## Exercise
Answer these questions using the work problem below:
(a) At what point does the particle start?
(b) What does the displacement d2 work out to?
(c) Which option is given as correct, and what value does it show?

Question

A constant force $\overrightarrow{F_1}=(2\hat{i}-4\hat{j})\text{N}$ displaces a particle from $(1,-1,2)$ to $(-1,-1,3)$ and then another force $\overrightarrow{F_2}=(3\hat{i}+4\hat{j})\text{N}$ displaces it from $(-1,-1,3)$ to $(5,5,5)$ (displacement being measured in metres). Find the total work done.

• A. $46\text{J}$
• B. $38\text{J}$
• C. $40\text{J}$
• D. $30\text{J}$

Answer 1

The correct option is B $38\text{J}$

Total work done $=\overrightarrow{F_1}.\overrightarrow{d_1}+\overrightarrow{F_2}.\overrightarrow{d_2}$
$\overrightarrow{d_1}=(-\hat{i}-\hat{j}+3\hat{k})-(\hat{i}-\hat{j}+2\hat{k})$
$=-2\hat{i}+0\hat{j}+\hat{k}$
$\overrightarrow{d_1}=-2\hat{i}+\hat{k}$
$\overrightarrow{d_2}=(5\hat{i}+5\hat{j}+5\hat{k})-(-\hat{i}-\hat{j}+3\hat{k})$
$=6\hat{i}+6\hat{j}+2\hat{k}$
Total work done $=(2\hat{i}-4\hat{j}).(-2\hat{i}+\hat{k})+(3\hat{i}+4\hat{j}).(6\hat{i}+6\hat{j}+2\hat{k})$
$=-4+18+24=38\text{J}$

## Point placement records
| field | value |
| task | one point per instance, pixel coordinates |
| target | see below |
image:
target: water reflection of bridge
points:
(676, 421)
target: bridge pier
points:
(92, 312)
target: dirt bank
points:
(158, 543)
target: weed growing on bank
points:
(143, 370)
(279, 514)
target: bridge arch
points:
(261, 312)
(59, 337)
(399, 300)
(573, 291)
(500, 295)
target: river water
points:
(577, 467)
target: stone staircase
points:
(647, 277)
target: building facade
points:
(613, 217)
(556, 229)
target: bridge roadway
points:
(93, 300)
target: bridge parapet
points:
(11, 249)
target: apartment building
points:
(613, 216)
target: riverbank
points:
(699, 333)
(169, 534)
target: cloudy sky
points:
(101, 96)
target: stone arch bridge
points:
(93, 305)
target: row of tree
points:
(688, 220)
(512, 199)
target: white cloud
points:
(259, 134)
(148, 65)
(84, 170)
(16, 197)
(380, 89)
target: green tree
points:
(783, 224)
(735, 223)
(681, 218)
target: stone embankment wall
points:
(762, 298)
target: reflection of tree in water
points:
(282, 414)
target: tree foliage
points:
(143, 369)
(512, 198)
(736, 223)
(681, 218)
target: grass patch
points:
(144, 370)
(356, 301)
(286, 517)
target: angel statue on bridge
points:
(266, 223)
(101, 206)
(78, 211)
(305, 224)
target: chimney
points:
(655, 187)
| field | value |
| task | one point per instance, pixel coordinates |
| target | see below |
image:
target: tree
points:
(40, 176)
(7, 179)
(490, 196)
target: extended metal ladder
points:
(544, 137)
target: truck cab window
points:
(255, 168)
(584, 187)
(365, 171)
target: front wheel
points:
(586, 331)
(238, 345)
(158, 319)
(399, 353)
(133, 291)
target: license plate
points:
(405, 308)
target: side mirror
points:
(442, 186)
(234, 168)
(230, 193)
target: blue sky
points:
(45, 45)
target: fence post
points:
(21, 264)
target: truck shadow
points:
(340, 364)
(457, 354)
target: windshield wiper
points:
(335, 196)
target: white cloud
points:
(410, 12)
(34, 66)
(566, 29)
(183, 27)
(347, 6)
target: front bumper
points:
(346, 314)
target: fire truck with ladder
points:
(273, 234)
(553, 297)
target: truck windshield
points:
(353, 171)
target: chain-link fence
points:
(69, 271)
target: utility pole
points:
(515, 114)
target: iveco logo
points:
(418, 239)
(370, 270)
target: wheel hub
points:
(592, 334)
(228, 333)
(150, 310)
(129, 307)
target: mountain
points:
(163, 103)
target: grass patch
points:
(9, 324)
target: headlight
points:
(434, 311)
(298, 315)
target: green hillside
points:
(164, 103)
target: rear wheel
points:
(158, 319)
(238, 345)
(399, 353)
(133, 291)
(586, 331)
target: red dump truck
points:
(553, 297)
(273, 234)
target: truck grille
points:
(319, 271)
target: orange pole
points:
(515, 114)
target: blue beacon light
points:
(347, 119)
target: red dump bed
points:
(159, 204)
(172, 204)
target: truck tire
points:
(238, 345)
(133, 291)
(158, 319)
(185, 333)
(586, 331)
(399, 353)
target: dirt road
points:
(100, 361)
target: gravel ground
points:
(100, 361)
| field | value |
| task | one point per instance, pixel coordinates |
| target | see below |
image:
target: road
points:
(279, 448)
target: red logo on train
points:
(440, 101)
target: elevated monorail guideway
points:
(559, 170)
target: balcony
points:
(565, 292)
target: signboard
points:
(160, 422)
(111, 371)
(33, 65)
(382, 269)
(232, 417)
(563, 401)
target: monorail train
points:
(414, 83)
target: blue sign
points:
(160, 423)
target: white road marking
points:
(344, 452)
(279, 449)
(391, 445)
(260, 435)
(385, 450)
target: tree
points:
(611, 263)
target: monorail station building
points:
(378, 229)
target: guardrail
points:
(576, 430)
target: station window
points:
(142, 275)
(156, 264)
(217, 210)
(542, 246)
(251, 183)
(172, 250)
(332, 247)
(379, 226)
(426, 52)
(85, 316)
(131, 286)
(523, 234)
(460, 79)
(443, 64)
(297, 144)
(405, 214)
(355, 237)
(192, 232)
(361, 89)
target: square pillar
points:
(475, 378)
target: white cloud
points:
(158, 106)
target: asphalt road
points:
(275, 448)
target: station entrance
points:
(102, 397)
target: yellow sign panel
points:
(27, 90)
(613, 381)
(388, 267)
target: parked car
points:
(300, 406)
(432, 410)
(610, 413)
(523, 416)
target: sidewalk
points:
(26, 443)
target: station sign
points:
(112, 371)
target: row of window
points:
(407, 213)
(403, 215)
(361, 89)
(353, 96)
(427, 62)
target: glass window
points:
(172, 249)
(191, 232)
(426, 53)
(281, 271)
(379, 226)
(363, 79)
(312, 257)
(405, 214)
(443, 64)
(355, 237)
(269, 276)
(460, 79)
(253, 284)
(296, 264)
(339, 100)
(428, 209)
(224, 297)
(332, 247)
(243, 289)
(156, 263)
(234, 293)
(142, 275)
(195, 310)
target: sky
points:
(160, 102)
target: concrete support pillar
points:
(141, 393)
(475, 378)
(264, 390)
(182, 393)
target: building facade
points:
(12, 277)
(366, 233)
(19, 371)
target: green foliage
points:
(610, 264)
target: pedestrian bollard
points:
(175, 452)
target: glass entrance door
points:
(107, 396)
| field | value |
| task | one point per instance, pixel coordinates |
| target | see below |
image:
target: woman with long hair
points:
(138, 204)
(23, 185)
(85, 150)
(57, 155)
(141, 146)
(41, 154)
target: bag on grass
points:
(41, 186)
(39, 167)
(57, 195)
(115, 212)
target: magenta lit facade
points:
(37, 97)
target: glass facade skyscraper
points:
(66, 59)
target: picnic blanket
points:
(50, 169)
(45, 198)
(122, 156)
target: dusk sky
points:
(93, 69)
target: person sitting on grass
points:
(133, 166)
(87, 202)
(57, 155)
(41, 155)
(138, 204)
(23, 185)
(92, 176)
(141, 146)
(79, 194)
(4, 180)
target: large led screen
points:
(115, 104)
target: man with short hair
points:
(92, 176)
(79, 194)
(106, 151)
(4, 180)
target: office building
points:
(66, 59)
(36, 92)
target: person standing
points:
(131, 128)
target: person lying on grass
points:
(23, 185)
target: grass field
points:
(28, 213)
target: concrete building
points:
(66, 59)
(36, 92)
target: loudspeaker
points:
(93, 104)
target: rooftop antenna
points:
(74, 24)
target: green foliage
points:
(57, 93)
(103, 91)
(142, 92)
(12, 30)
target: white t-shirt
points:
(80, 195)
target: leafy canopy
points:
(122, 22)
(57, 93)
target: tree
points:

## Exercise answer
(a) (1, -1, 2)
(b) 6i + 6j + 2k
(c) Option B, 38 J